**YANG DIKERJAKAN**
A - Ketik ulang sebagian opini tentang kasus DPRD Kepulauan Sula tanpa mengubah satu huruf pun. Mulailah pada kata-kata "Lebih jauh, KUHP" dan berhenti setelah "bila terbukti bersalah.".
B - Menurut opini tentang kasus DPRD Kepulauan Sula, mengapa kasus ini bukan sekadar persoalan pribadi? Jawab dalam satu sampai tiga kalimat.
C - Tolong lanjutkan opini tentang kasus DPRD Kepulauan Sula mulai dari sesudah kalimat terakhirnya.

**TEKS SUMBER**

•••

Oleh: Mohammad Ridha Bafagih, M.AP
Aktivis Pemuda Muhammadiyah
Kepulauan Sula, Maluku Utara, kembali tercoreng. Lembaga terhormat Dewan Perwakilan Rakyat Daerah (DPRD) diguncang isu memalukan yang merobek wajah demokrasi. Publik terhenyak oleh dugaan keterlibatan seorang oknum anggota DPRD, berinisial MLT alias Mardin, dalam kasus yang amat serius: dugaan pemerkosaan terhadap seorang perempuan.

Kasus ini bukan sekadar persoalan pribadi. Ini soal moralitas pejabat publik, kehormatan lembaga perwakilan rakyat, dan kepercayaan masyarakat yang selama ini diletakkan di pundak wakil-wakilnya. Suara rakyat yang diamanahkan melalui kotak suara seolah dikhianati oleh perilaku bejat yang, jika terbukti, sama sekali tak pantas dilakukan oleh seorang pejabat negara.
Dalam Undang-Undang MD3, jelas ditegaskan bahwa anggota DPRD wajib menjaga martabat, kehormatan, dan kredibilitas sebagai wakil rakyat. Namun, bila benar dugaan ini terbukti, maka tindakan tersebut bukan hanya menodai sumpah jabatan, tetapi juga menghancurkan sendi-sendi demokrasi lokal. DPRD yang seharusnya menjadi rumah aspirasi justru dinodai oleh oknum yang melanggar hukum dan merusak nilai-nilai etika.
Lebih jauh, KUHP Pasal 285 menegaskan: “Barang siapa dengan kekerasan atau ancaman kekerasan memaksa seorang perempuan bersetubuh di luar perkawinan, diancam pidana penjara berat.” Ini pesan jelas: tidak ada seorang pun yang kebal hukum, termasuk anggota dewan. Maka, tak ada alasan untuk melindungi pelaku bila terbukti bersalah.

•••

**ENTRI DATA**
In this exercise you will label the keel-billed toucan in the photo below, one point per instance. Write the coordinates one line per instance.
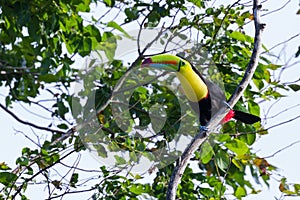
(205, 97)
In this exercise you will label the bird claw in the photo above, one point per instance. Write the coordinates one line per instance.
(227, 104)
(203, 128)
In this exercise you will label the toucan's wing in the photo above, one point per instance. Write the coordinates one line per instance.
(216, 94)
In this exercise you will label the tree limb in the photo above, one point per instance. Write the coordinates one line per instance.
(28, 123)
(215, 121)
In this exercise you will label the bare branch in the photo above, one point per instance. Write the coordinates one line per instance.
(28, 123)
(284, 148)
(214, 122)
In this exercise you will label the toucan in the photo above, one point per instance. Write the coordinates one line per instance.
(205, 97)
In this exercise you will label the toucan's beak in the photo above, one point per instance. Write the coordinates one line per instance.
(159, 62)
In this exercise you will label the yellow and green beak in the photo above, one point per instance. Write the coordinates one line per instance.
(166, 62)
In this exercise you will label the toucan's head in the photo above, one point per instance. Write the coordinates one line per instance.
(166, 62)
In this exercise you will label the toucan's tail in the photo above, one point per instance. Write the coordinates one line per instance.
(245, 117)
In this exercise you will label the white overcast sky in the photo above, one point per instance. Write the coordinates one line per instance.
(281, 25)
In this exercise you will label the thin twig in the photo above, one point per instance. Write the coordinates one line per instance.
(214, 122)
(28, 123)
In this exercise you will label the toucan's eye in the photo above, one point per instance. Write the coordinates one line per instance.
(181, 63)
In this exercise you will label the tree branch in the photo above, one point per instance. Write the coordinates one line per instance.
(215, 121)
(28, 123)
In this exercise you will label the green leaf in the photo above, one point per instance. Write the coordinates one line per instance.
(101, 151)
(62, 126)
(4, 166)
(206, 152)
(85, 46)
(7, 178)
(222, 160)
(109, 3)
(23, 161)
(133, 157)
(240, 192)
(241, 37)
(119, 28)
(237, 146)
(48, 78)
(298, 52)
(120, 160)
(237, 163)
(254, 108)
(294, 87)
(74, 180)
(198, 3)
(136, 189)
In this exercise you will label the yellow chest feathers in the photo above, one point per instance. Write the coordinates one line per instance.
(193, 86)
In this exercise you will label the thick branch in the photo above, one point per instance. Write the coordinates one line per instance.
(215, 121)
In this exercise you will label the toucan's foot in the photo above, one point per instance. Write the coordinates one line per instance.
(203, 128)
(227, 104)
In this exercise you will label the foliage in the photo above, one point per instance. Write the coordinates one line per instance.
(41, 39)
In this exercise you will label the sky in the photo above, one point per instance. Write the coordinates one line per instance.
(280, 26)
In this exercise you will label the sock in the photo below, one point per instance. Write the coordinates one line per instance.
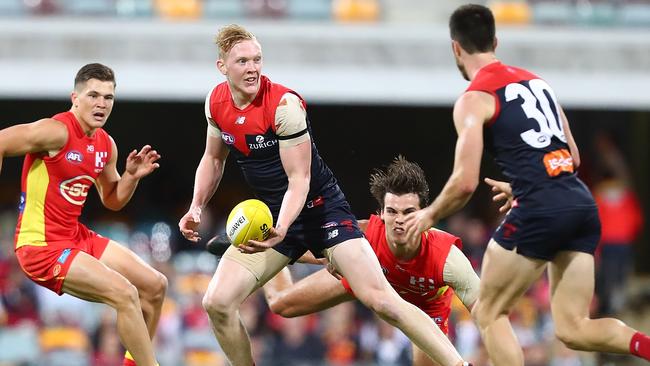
(128, 360)
(640, 345)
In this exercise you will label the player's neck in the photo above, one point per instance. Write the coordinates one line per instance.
(477, 61)
(405, 252)
(242, 100)
(87, 129)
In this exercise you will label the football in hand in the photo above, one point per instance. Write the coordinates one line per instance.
(249, 220)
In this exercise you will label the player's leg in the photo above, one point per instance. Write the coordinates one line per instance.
(312, 294)
(356, 261)
(91, 280)
(505, 277)
(421, 359)
(572, 284)
(236, 277)
(151, 284)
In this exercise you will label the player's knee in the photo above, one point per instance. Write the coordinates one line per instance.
(569, 334)
(157, 288)
(384, 305)
(217, 308)
(279, 307)
(123, 295)
(484, 315)
(479, 315)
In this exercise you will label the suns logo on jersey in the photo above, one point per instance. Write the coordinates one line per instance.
(74, 157)
(75, 190)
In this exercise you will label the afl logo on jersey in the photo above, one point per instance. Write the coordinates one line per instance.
(75, 190)
(227, 138)
(262, 143)
(74, 157)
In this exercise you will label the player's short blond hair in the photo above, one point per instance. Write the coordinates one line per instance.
(229, 36)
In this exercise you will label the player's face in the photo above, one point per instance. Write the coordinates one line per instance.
(396, 207)
(92, 103)
(242, 67)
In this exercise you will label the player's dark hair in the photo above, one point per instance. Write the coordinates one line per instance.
(473, 27)
(400, 177)
(94, 71)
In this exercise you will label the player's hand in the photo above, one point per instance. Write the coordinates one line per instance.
(189, 224)
(416, 223)
(332, 269)
(502, 191)
(142, 163)
(276, 235)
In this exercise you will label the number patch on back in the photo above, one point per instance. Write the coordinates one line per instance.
(538, 91)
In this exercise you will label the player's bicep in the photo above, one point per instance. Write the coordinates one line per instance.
(459, 274)
(573, 147)
(40, 136)
(291, 121)
(471, 111)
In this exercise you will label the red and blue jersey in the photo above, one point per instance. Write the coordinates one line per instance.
(527, 138)
(250, 135)
(54, 189)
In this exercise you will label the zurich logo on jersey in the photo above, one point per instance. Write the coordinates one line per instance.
(74, 156)
(227, 138)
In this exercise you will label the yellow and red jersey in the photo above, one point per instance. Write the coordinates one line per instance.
(54, 188)
(419, 280)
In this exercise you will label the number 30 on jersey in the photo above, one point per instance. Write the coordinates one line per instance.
(549, 121)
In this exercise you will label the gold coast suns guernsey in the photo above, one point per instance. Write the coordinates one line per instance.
(419, 280)
(54, 189)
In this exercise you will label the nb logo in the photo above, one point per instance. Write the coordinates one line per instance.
(228, 138)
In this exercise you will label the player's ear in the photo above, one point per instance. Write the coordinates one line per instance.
(221, 66)
(73, 99)
(455, 46)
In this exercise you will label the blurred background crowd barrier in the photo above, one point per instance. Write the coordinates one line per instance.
(379, 80)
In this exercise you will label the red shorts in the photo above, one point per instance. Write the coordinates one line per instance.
(441, 318)
(48, 265)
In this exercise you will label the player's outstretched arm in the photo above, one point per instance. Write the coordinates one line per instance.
(116, 191)
(502, 191)
(45, 135)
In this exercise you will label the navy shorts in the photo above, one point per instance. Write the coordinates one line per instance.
(543, 235)
(322, 224)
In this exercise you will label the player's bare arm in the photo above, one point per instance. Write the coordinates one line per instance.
(206, 181)
(459, 274)
(45, 135)
(471, 111)
(116, 191)
(573, 147)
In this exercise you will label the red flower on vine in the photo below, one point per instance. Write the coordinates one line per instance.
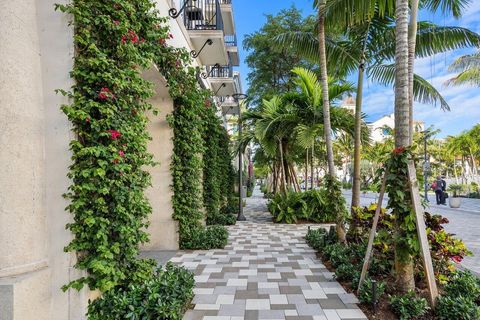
(132, 36)
(457, 259)
(114, 134)
(105, 93)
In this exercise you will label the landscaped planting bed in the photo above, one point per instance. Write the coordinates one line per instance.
(460, 289)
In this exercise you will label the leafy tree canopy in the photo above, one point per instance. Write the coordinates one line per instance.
(270, 66)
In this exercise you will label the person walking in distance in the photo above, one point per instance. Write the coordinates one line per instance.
(437, 187)
(444, 191)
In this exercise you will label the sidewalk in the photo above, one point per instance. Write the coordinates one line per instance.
(266, 271)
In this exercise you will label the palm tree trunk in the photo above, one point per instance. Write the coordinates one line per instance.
(324, 83)
(284, 179)
(412, 39)
(357, 143)
(311, 166)
(403, 259)
(455, 172)
(306, 169)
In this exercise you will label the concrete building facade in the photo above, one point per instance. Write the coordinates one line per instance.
(36, 55)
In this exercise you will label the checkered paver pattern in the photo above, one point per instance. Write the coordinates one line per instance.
(266, 271)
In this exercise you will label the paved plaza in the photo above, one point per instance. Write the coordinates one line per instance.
(266, 271)
(464, 223)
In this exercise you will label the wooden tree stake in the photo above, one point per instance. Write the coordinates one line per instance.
(373, 231)
(422, 234)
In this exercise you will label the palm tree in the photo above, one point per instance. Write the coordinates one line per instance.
(469, 68)
(403, 259)
(324, 85)
(368, 26)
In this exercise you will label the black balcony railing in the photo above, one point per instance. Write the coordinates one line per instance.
(203, 15)
(220, 71)
(231, 40)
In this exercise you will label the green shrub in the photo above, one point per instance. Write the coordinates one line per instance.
(315, 207)
(317, 238)
(165, 296)
(221, 220)
(212, 237)
(408, 306)
(338, 254)
(366, 291)
(457, 307)
(347, 185)
(346, 272)
(287, 207)
(465, 284)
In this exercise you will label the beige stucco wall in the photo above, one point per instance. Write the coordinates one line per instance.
(36, 54)
(163, 229)
(35, 58)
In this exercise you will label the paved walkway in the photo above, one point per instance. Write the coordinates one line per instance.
(464, 223)
(266, 271)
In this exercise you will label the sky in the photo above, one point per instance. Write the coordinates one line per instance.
(464, 101)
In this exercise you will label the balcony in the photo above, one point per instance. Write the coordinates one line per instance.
(232, 49)
(227, 15)
(204, 22)
(221, 80)
(229, 106)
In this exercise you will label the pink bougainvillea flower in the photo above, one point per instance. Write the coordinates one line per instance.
(114, 134)
(133, 36)
(399, 150)
(105, 94)
(457, 259)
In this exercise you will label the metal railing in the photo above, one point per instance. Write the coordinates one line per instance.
(231, 40)
(220, 71)
(203, 15)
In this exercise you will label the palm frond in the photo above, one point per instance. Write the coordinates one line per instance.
(470, 76)
(454, 7)
(466, 62)
(423, 91)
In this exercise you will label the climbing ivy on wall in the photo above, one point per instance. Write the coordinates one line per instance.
(115, 40)
(218, 172)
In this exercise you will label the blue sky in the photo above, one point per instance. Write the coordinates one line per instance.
(378, 100)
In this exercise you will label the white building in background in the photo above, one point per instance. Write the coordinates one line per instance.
(36, 54)
(383, 128)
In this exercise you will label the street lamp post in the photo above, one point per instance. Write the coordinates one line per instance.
(237, 97)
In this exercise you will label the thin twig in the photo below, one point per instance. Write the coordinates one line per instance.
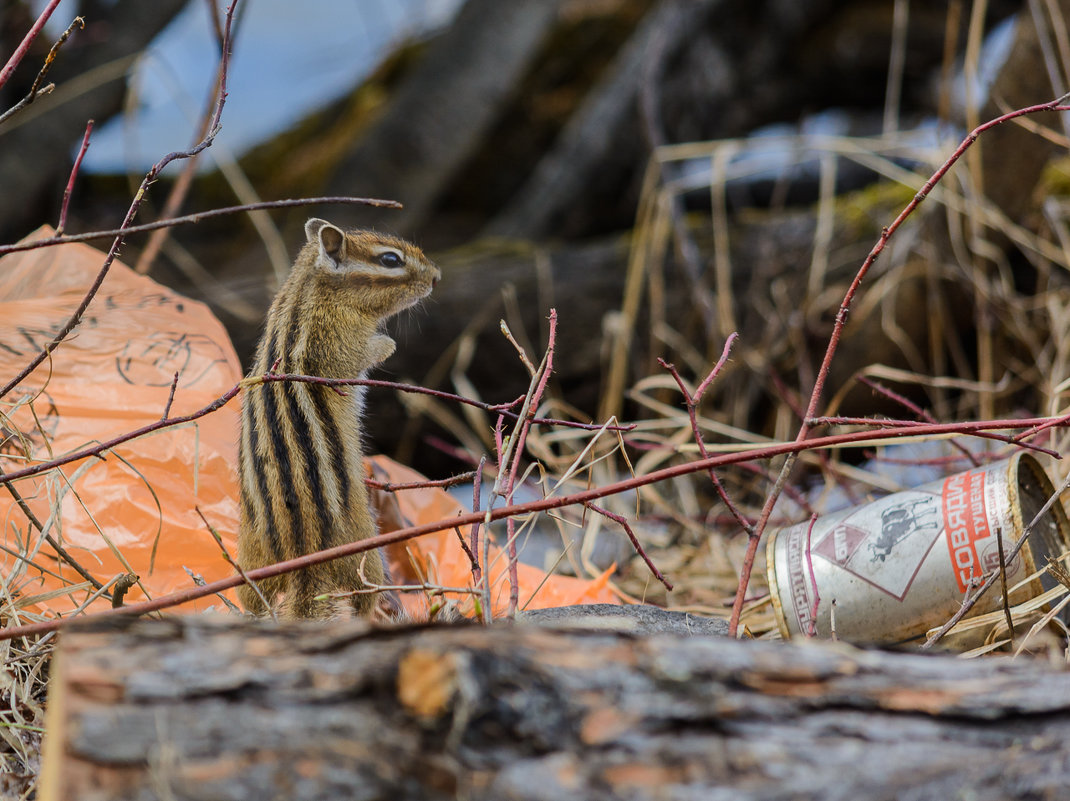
(474, 533)
(622, 521)
(440, 482)
(62, 552)
(922, 413)
(170, 396)
(489, 515)
(812, 627)
(24, 46)
(230, 560)
(120, 588)
(131, 214)
(968, 603)
(1003, 581)
(692, 406)
(195, 217)
(502, 409)
(39, 89)
(74, 174)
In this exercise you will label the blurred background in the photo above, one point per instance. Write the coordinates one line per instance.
(662, 172)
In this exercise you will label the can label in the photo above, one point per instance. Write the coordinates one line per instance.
(902, 564)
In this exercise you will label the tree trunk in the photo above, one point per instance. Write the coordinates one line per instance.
(200, 708)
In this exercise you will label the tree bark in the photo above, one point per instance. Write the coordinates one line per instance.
(196, 708)
(440, 114)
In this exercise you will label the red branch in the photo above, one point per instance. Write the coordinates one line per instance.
(24, 46)
(195, 217)
(692, 407)
(585, 496)
(841, 321)
(131, 214)
(74, 175)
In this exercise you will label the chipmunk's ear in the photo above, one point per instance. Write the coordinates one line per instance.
(331, 240)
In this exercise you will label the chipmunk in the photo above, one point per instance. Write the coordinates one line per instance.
(301, 470)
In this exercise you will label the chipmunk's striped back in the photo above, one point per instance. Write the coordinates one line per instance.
(302, 487)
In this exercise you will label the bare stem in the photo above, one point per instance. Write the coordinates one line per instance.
(841, 321)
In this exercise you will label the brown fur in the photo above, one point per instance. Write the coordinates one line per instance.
(302, 475)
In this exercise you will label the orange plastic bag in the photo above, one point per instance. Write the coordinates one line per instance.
(136, 509)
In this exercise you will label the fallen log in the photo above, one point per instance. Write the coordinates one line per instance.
(199, 708)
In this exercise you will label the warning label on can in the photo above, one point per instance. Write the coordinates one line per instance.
(884, 543)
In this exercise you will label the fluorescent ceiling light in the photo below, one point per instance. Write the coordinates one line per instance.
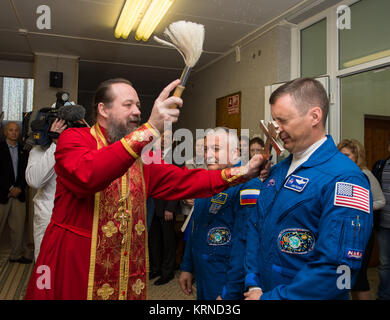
(371, 57)
(152, 11)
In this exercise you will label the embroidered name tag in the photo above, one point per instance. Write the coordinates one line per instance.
(214, 208)
(296, 183)
(354, 254)
(219, 236)
(249, 196)
(271, 183)
(220, 198)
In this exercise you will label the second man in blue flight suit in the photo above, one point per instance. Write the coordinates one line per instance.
(314, 212)
(216, 245)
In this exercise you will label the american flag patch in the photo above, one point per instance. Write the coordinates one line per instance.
(249, 196)
(352, 196)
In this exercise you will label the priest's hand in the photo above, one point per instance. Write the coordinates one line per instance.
(254, 167)
(162, 111)
(185, 281)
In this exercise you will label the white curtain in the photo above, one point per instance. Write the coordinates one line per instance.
(16, 97)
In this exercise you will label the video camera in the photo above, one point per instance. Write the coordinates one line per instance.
(73, 115)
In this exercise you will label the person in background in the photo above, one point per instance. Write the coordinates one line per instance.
(13, 161)
(244, 149)
(256, 145)
(41, 176)
(354, 150)
(381, 170)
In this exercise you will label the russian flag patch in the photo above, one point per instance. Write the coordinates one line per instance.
(249, 196)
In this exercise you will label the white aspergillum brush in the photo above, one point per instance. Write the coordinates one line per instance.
(187, 38)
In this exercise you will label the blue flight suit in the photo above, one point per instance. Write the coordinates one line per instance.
(215, 248)
(311, 228)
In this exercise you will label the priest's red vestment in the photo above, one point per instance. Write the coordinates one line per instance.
(95, 246)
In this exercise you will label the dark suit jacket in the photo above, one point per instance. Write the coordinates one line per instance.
(161, 205)
(7, 175)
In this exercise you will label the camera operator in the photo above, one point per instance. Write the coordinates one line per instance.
(40, 175)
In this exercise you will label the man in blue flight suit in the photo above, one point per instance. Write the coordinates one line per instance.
(218, 227)
(314, 212)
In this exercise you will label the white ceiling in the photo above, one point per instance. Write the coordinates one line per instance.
(85, 28)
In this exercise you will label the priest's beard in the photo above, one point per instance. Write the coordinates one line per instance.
(116, 129)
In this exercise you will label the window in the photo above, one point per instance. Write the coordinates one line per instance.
(16, 97)
(313, 50)
(368, 39)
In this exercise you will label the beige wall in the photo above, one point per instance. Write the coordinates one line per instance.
(263, 62)
(16, 69)
(44, 95)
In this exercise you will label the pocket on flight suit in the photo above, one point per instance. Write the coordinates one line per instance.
(351, 244)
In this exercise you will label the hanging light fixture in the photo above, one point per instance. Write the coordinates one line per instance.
(152, 11)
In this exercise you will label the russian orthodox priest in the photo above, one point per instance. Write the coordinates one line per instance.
(95, 246)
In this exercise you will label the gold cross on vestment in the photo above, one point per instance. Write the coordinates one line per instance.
(271, 132)
(122, 216)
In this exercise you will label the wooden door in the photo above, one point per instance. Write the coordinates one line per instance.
(376, 141)
(376, 138)
(229, 112)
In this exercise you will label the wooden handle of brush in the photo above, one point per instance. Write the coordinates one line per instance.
(178, 92)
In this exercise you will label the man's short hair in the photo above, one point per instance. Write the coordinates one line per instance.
(257, 140)
(231, 133)
(104, 93)
(306, 93)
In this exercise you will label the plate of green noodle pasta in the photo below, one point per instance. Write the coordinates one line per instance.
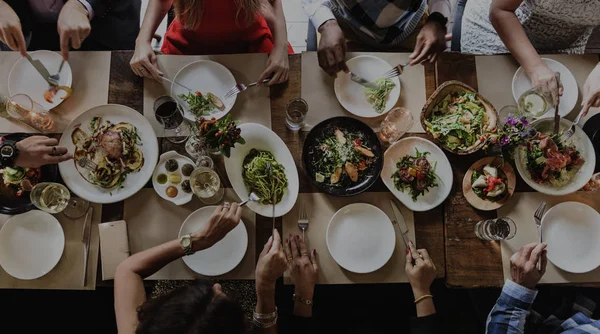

•••

**HASIL PER TUGAS**
A -
Lebih jauh, KUHP Pasal 285 menegaskan: “Barang siapa dengan kekerasan atau ancaman kekerasan memaksa seorang perempuan bersetubuh di luar perkawinan, diancam pidana penjara berat.” Ini pesan jelas: tidak ada seorang pun yang kebal hukum, termasuk anggota dewan. Maka, tak ada alasan untuk melindungi pelaku bila terbukti bersalah.

B - Kasus ini menyangkut moralitas pejabat publik, kehormatan lembaga perwakilan rakyat, dan kepercayaan masyarakat yang diletakkan di pundak wakil-wakilnya. Suara rakyat yang diamanahkan melalui kotak suara seolah dikhianati oleh perilaku yang, jika terbukti, tak pantas dilakukan pejabat negara.

C -
Namun, ini bukan sekadar perkara hukum negara. Persoalan ini menohok jantung moralitas masyarakat. Dalam Al-Qur’an, Allah menegaskan larangan mendekati zina dan segala bentuk perbuatan keji (QS. Al-Isra: 32). Rasulullah SAW bersabda: “Seorang mukmin sejati adalah yang tidak membahayakan orang lain dengan lisan dan tangannya” (HR. Bukhari dan Muslim). Pemerkosaan, jika benar terjadi, adalah pengkhianatan terhadap kemanusiaan, agama, dan nurani.
Masyarakat Kepulauan Sula merasa dikhianati. Kepercayaan yang diberikan melalui suara rakyat semestinya dijaga dengan kehormatan. Tapi kini, publik justru dihadapkan pada kenyataan pahit: seorang wakil rakyat diduga mencederai martabat perempuan dan melecehkan hukum.
Sebagai pengamat kebijakan publik sekaligus Aktivis Pemuda Muhammadiyah Sula, saya menegaskan: kasus ini harus ditindak tegas tanpa pandang bulu. Jangan biarkan DPRD menjadi simbol aib. Aparat penegak hukum, Badan Kehormatan DPRD, dan partai politik pengusung wajib bersatu menegakkan kebenaran.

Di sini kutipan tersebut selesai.